++++ Document text ++++
In the last few days an article was put out by a blogger in Liverpool regarding a complaint about noise from a music venue from an inner city resident. (http://www.thedoublenegative.co.uk/2012/02/noise-debate-at-static-gallery/) While the issues relating to this incident are not significant, what is significant is the reaction by Liverpool Council and the consequences for the venue.
In response to the complaint, the venue has had its entertainments license suspended and cannot stage any amplified music events. The particular venue has only ever had this single complaint against it. But a venue is not just a venue, it is ostensibly a production facility for entertainment that provides employment and attracts inward investment that shapes the nature of the city. Were for instance a factory to open its doors in the middle of the night and a dreadful noise poured out. to which the residents complained, the Council would certainly attend but they would prevent the factory from continuing production as it would threaten employment. But music and arts are not regarded in the same manner, because we assign them other values. Nevertheless nightclubs, bars and venues are places of production, and they cluster in places where there ancillary support services and transport infrastructure, just like any other industry. Late night venues also contirbute significantly to local economies as their customers often start the evening at other places such as bars, cafes and restaurants, where they spend a significant proportion of their money. These customers make a considerable contribution to the city economy and make some operations that the day-time economy relies upon viable. Yet despite the importance of venues to the character and viability fo city communities, they appear to have little power to influence local events.
++++
■ Work to complete
Copy the full text on the Liverpool venue noise complaint word for word. The material that comes next is separate from the text above.
++++ Data excerpts ++++
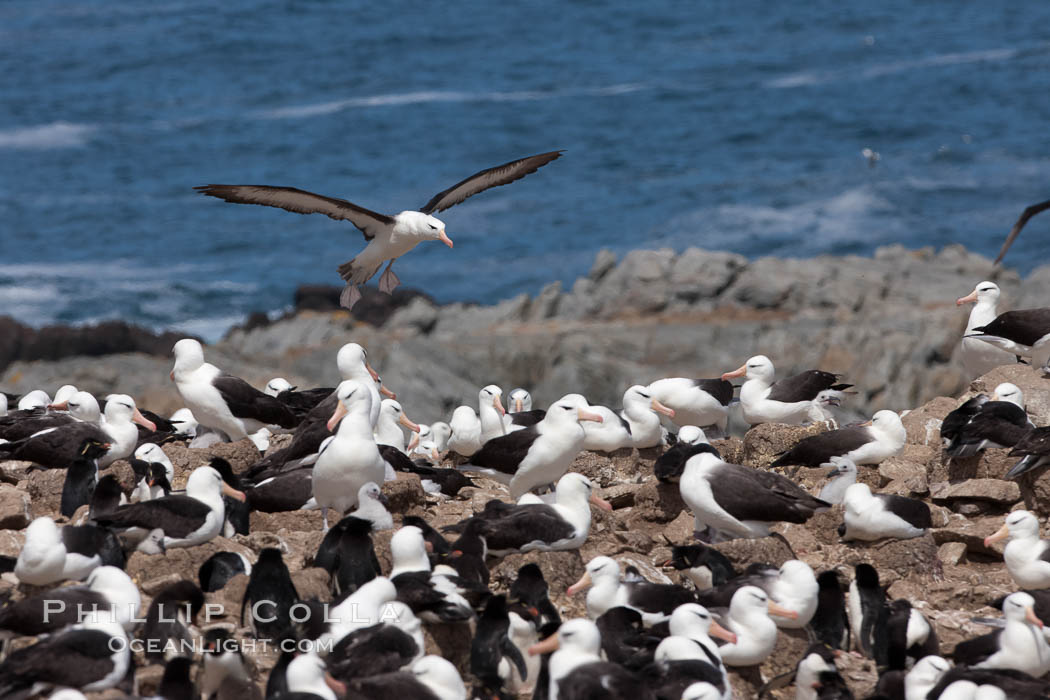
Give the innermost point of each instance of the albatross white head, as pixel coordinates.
(354, 400)
(422, 226)
(759, 367)
(1010, 394)
(985, 294)
(440, 676)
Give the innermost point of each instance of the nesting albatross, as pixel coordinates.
(740, 502)
(389, 237)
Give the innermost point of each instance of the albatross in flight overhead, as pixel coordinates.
(389, 237)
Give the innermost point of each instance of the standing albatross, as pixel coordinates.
(389, 237)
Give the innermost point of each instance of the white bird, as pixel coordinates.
(578, 642)
(187, 520)
(756, 633)
(519, 400)
(1026, 554)
(979, 357)
(389, 237)
(923, 676)
(872, 516)
(841, 475)
(276, 385)
(794, 400)
(306, 674)
(221, 401)
(185, 423)
(465, 436)
(701, 402)
(45, 557)
(795, 589)
(152, 453)
(740, 502)
(363, 608)
(372, 506)
(352, 459)
(538, 454)
(1020, 645)
(495, 421)
(641, 410)
(34, 399)
(392, 419)
(694, 622)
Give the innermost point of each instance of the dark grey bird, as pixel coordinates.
(270, 596)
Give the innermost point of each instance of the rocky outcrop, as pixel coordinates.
(887, 323)
(19, 342)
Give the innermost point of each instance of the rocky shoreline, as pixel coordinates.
(887, 323)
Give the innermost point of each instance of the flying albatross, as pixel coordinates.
(389, 237)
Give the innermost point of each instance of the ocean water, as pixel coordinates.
(723, 125)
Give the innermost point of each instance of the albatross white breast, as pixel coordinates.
(389, 237)
(979, 357)
(795, 400)
(221, 401)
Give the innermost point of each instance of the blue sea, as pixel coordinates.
(725, 125)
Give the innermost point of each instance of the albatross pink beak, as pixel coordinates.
(581, 585)
(739, 372)
(546, 647)
(340, 411)
(600, 502)
(408, 424)
(375, 375)
(233, 493)
(137, 417)
(587, 416)
(781, 612)
(1001, 534)
(721, 633)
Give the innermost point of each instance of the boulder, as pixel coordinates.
(989, 494)
(762, 443)
(655, 502)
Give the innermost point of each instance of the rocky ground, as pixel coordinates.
(888, 323)
(948, 574)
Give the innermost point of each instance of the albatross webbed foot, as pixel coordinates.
(350, 296)
(389, 280)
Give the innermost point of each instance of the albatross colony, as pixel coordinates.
(389, 237)
(486, 570)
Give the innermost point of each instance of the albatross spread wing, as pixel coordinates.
(479, 182)
(301, 202)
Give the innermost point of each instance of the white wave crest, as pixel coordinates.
(424, 97)
(807, 78)
(56, 134)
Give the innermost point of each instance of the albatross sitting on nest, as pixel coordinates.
(389, 237)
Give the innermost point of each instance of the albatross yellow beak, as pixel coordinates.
(739, 372)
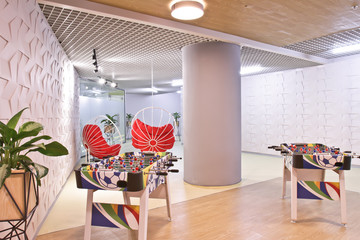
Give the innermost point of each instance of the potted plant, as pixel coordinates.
(176, 116)
(129, 117)
(17, 168)
(108, 123)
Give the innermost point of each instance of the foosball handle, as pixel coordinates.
(121, 184)
(338, 164)
(161, 173)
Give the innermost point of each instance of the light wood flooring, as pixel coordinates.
(250, 212)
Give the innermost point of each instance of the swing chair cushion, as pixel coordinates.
(154, 139)
(94, 141)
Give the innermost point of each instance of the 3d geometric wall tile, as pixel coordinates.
(317, 104)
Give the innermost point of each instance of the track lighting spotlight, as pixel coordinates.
(95, 62)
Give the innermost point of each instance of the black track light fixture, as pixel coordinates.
(95, 61)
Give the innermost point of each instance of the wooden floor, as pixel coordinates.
(251, 212)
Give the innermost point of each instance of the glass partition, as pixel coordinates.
(101, 99)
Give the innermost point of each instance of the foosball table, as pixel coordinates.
(305, 165)
(143, 175)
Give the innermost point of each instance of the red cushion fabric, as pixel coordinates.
(155, 139)
(94, 141)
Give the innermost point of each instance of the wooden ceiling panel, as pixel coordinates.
(276, 22)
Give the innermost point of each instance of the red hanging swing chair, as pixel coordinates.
(153, 129)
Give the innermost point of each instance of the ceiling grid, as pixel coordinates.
(126, 50)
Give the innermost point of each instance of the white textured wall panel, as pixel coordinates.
(316, 104)
(36, 73)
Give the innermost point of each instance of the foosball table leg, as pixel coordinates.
(143, 218)
(293, 195)
(132, 234)
(342, 197)
(168, 200)
(127, 200)
(89, 202)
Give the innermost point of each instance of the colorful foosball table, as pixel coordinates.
(305, 165)
(141, 175)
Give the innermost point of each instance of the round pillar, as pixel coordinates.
(212, 114)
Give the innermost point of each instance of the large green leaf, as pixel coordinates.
(52, 149)
(29, 129)
(5, 172)
(7, 134)
(44, 137)
(41, 171)
(15, 119)
(34, 146)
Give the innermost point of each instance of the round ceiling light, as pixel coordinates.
(187, 10)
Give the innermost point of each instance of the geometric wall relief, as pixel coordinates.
(36, 73)
(315, 104)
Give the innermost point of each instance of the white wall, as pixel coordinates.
(35, 72)
(316, 104)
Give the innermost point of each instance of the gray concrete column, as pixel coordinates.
(212, 114)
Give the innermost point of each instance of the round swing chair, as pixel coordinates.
(153, 130)
(101, 138)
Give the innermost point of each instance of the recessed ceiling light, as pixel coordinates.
(187, 10)
(177, 82)
(251, 69)
(347, 49)
(102, 81)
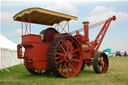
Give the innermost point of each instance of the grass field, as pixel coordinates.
(116, 75)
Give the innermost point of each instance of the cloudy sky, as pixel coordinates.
(92, 11)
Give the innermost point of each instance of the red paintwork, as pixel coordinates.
(35, 52)
(35, 56)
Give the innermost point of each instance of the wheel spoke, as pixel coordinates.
(61, 54)
(63, 67)
(75, 60)
(75, 51)
(59, 57)
(72, 67)
(67, 71)
(62, 47)
(60, 61)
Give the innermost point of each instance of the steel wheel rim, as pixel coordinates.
(68, 57)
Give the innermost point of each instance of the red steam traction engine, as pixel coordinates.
(63, 54)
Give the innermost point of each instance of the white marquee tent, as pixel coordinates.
(8, 53)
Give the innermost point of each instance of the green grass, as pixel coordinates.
(116, 75)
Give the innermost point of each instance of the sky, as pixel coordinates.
(93, 11)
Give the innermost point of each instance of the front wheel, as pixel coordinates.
(100, 62)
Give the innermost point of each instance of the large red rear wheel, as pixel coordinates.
(64, 56)
(100, 62)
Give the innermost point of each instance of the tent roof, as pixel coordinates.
(42, 16)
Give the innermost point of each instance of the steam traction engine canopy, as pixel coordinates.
(42, 16)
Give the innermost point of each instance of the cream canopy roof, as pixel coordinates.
(42, 16)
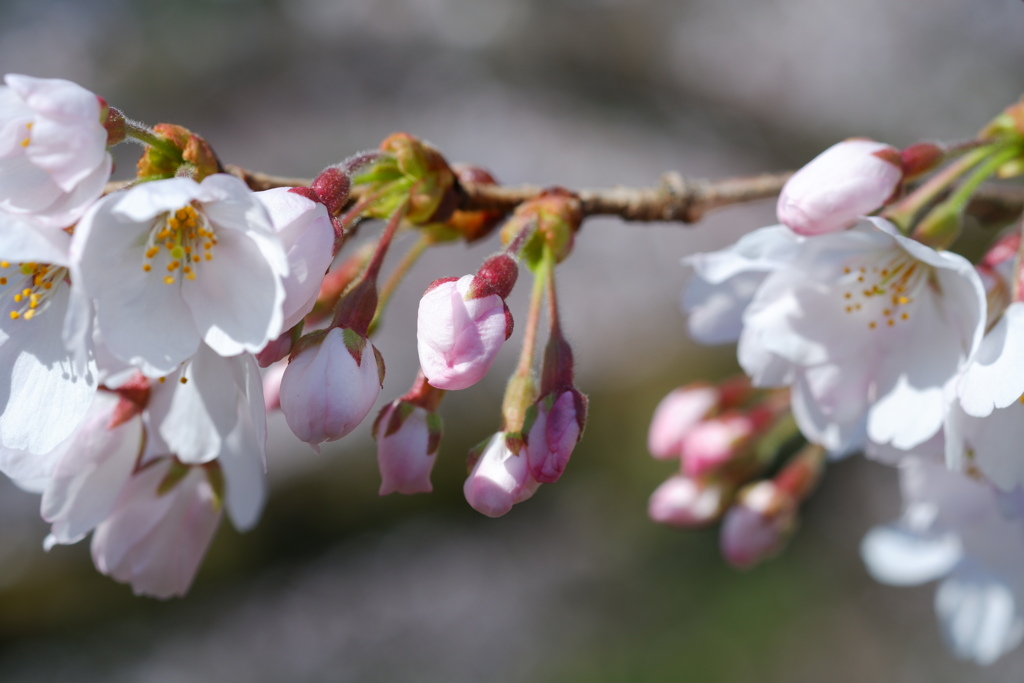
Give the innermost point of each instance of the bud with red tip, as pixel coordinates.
(555, 422)
(462, 324)
(500, 476)
(330, 384)
(764, 516)
(409, 433)
(848, 180)
(688, 502)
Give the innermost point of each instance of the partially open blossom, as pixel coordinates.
(686, 502)
(552, 429)
(305, 231)
(678, 413)
(53, 158)
(408, 438)
(868, 329)
(329, 387)
(44, 389)
(172, 263)
(459, 332)
(159, 530)
(846, 181)
(500, 478)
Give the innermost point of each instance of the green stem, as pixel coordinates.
(408, 261)
(146, 136)
(541, 279)
(903, 213)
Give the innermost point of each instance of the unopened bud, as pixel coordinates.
(685, 502)
(677, 415)
(846, 181)
(499, 479)
(408, 438)
(758, 525)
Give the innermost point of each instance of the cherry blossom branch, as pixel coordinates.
(676, 199)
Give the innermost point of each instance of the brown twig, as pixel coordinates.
(676, 199)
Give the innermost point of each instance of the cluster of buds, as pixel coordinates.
(725, 438)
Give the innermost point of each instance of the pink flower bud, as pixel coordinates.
(758, 525)
(553, 433)
(271, 386)
(678, 414)
(408, 437)
(684, 502)
(849, 179)
(712, 443)
(458, 336)
(499, 479)
(329, 388)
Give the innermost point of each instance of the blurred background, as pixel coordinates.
(339, 585)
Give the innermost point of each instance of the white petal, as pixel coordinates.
(980, 614)
(898, 556)
(995, 376)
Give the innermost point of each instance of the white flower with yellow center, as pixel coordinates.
(172, 263)
(44, 388)
(867, 328)
(53, 158)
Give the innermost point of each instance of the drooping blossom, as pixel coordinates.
(985, 424)
(868, 329)
(330, 386)
(952, 529)
(846, 181)
(172, 263)
(160, 528)
(725, 282)
(459, 333)
(500, 478)
(53, 158)
(305, 231)
(408, 438)
(46, 387)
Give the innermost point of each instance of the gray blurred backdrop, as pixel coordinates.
(576, 585)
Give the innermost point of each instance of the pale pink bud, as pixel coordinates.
(684, 502)
(458, 336)
(155, 539)
(329, 388)
(552, 435)
(271, 386)
(678, 414)
(408, 438)
(758, 525)
(275, 349)
(846, 181)
(499, 479)
(712, 443)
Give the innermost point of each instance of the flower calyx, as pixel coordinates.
(181, 153)
(408, 170)
(547, 222)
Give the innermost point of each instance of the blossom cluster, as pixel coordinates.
(136, 318)
(886, 342)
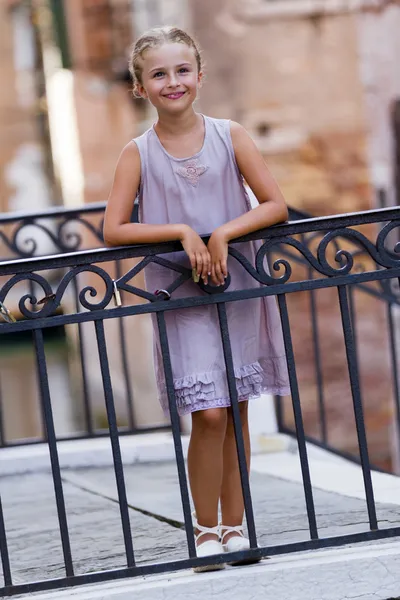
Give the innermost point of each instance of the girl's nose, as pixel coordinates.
(173, 81)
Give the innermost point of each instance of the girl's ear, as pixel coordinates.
(140, 91)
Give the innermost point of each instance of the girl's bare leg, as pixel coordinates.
(205, 463)
(232, 504)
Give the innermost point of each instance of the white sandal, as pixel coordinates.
(237, 543)
(207, 548)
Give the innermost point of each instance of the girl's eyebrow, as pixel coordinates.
(176, 66)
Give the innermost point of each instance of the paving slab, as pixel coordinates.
(95, 528)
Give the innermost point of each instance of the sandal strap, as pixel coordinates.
(203, 530)
(231, 529)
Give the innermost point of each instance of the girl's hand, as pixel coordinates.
(197, 252)
(218, 249)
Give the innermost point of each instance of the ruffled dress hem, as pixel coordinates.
(202, 391)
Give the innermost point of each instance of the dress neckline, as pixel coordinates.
(194, 156)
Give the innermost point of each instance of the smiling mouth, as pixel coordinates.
(175, 96)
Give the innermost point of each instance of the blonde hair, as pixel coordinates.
(153, 39)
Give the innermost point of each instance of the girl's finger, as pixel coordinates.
(206, 267)
(218, 273)
(224, 268)
(192, 258)
(199, 263)
(214, 277)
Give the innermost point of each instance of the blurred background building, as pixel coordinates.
(316, 84)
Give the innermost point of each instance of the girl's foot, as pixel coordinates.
(209, 547)
(236, 542)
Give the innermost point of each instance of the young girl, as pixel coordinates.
(188, 172)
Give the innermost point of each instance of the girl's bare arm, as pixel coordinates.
++++
■ Written reply
In the last few days an article was put out by a blogger in Liverpool regarding a complaint about noise from a music venue from an inner city resident. (http://www.thedoublenegative.co.uk/2012/02/noise-debate-at-static-gallery/) While the issues relating to this incident are not significant, what is significant is the reaction by Liverpool Council and the consequences for the venue.
In response to the complaint, the venue has had its entertainments license suspended and cannot stage any amplified music events. The particular venue has only ever had this single complaint against it. But a venue is not just a venue, it is ostensibly a production facility for entertainment that provides employment and attracts inward investment that shapes the nature of the city. Were for instance a factory to open its doors in the middle of the night and a dreadful noise poured out. to which the residents complained, the Council would certainly attend but they would prevent the factory from continuing production as it would threaten employment. But music and arts are not regarded in the same manner, because we assign them other values. Nevertheless nightclubs, bars and venues are places of production, and they cluster in places where there ancillary support services and transport infrastructure, just like any other industry. Late night venues also contirbute significantly to local economies as their customers often start the evening at other places such as bars, cafes and restaurants, where they spend a significant proportion of their money. These customers make a considerable contribution to the city economy and make some operations that the day-time economy relies upon viable. Yet despite the importance of venues to the character and viability fo city communities, they appear to have little power to influence local events.